-- Start of RECORDS SHOWN --
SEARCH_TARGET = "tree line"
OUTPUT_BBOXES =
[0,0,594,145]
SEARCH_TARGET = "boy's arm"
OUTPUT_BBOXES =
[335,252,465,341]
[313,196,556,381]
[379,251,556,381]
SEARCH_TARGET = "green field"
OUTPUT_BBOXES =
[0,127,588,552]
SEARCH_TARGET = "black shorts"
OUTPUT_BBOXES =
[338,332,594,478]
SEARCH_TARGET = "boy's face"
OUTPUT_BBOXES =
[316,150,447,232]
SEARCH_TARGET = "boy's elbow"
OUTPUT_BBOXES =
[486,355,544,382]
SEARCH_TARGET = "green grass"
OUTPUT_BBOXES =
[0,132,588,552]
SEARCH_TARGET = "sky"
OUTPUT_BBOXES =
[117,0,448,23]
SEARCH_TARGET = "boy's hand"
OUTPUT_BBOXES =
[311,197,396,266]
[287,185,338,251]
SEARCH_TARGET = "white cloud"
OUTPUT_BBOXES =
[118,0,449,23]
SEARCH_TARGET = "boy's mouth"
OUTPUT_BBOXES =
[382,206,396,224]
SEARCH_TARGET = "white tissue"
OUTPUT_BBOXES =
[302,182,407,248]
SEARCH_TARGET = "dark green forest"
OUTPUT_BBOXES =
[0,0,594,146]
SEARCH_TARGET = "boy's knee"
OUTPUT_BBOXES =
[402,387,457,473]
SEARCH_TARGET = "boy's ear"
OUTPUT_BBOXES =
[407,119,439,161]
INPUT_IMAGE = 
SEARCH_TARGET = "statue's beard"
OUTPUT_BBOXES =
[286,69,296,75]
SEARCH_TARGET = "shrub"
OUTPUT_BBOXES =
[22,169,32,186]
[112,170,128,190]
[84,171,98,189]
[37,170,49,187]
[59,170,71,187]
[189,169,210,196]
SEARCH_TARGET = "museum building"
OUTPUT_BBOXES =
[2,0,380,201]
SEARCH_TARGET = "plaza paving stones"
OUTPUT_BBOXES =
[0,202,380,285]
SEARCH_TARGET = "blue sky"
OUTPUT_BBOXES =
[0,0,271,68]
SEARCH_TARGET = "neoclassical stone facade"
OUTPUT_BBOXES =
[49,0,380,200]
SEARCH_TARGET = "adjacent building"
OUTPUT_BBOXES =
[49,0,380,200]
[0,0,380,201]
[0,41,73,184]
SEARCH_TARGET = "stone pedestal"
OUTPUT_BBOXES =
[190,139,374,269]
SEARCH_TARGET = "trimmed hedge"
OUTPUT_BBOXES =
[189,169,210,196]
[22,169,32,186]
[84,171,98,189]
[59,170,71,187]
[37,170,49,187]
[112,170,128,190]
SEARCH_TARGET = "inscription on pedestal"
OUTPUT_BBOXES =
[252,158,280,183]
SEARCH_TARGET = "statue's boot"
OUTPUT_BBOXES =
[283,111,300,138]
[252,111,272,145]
-- End of RECORDS SHOWN --
-- DO THIS --
Reproduce every line of the listing above, replacing each occurrence of "boy's" with "child's" and leaving all other text unchanged.

-- SOLUTION TO THE PROBLEM --
SEARCH_TARGET = "tree line"
OUTPUT_BBOXES =
[0,0,594,145]
SEARCH_TARGET = "child's arm"
OUTPUT_BBOXES =
[335,252,465,341]
[313,196,556,381]
[379,251,556,381]
SEARCH_TARGET = "green field"
OUTPUT_BBOXES =
[0,127,588,552]
SEARCH_TARGET = "black shorts"
OUTPUT_BBOXES =
[338,332,594,478]
SEARCH_TARGET = "child's face"
OUTPUT_BBOXES =
[316,150,447,232]
SEARCH_TARGET = "child's elbow"
OUTPUT_BBOXES =
[486,355,544,382]
SEARCH_TARGET = "green grass"
OUTPUT_BBOXES =
[0,132,588,552]
SEARCH_TARGET = "sky"
OUTPUT_BBOXES =
[117,0,448,23]
SEARCH_TARGET = "child's hand"
OUTPUT_BBOXES =
[311,197,396,266]
[287,185,338,251]
SEARCH_TARGET = "white cloud"
OUTPUT_BBOXES =
[118,0,449,23]
SEARCH_TARGET = "child's mouth"
OUTPUT_BBOXES =
[382,206,396,224]
SEARCH_TARGET = "white tissue"
OUTPUT_BBOXES =
[302,182,407,248]
SEARCH_TARGET = "dark green forest"
OUTPUT_BBOXES =
[0,0,594,146]
SEARCH_TARGET = "child's knee"
OUTPUT_BBOXES =
[402,387,457,473]
SEARCH_TARGET = "child's ear"
OUTPUT_BBOXES =
[407,119,439,161]
INPUT_IMAGE = 
SEARCH_TARGET = "statue's beard"
OUTPUT_BBOXES =
[286,69,296,75]
SEARCH_TARGET = "shrub"
OUTPUT_BBOXES =
[22,169,32,186]
[112,170,128,190]
[84,171,98,189]
[37,170,49,187]
[59,170,71,187]
[189,169,210,196]
SEARCH_TARGET = "museum building"
OUTPUT_BBOXES =
[2,0,380,201]
SEARCH_TARGET = "plaza paving stones"
OUTPUT_BBOXES =
[0,202,380,285]
SEARCH_TARGET = "blue sky"
OUTPUT_BBOXES =
[0,0,271,68]
SEARCH_TARGET = "neoclassical stone facade"
OUTPUT_BBOXES =
[49,0,380,200]
SEARCH_TARGET = "adjacent building"
OUTPUT_BBOXES =
[49,0,380,200]
[0,0,380,201]
[0,41,73,184]
SEARCH_TARGET = "stone pedestal"
OUTPUT_BBOXES =
[190,139,374,269]
SEARCH_TARGET = "trimmed hedge"
OUTPUT_BBOXES =
[189,169,210,196]
[22,169,32,186]
[84,171,98,189]
[59,170,71,187]
[37,170,49,187]
[112,170,128,190]
SEARCH_TARGET = "inscription on pedestal"
OUTPUT_BBOXES =
[252,158,280,183]
SEARCH_TARGET = "statue's boot"
OUTPUT_BBOXES =
[283,111,300,138]
[252,111,272,145]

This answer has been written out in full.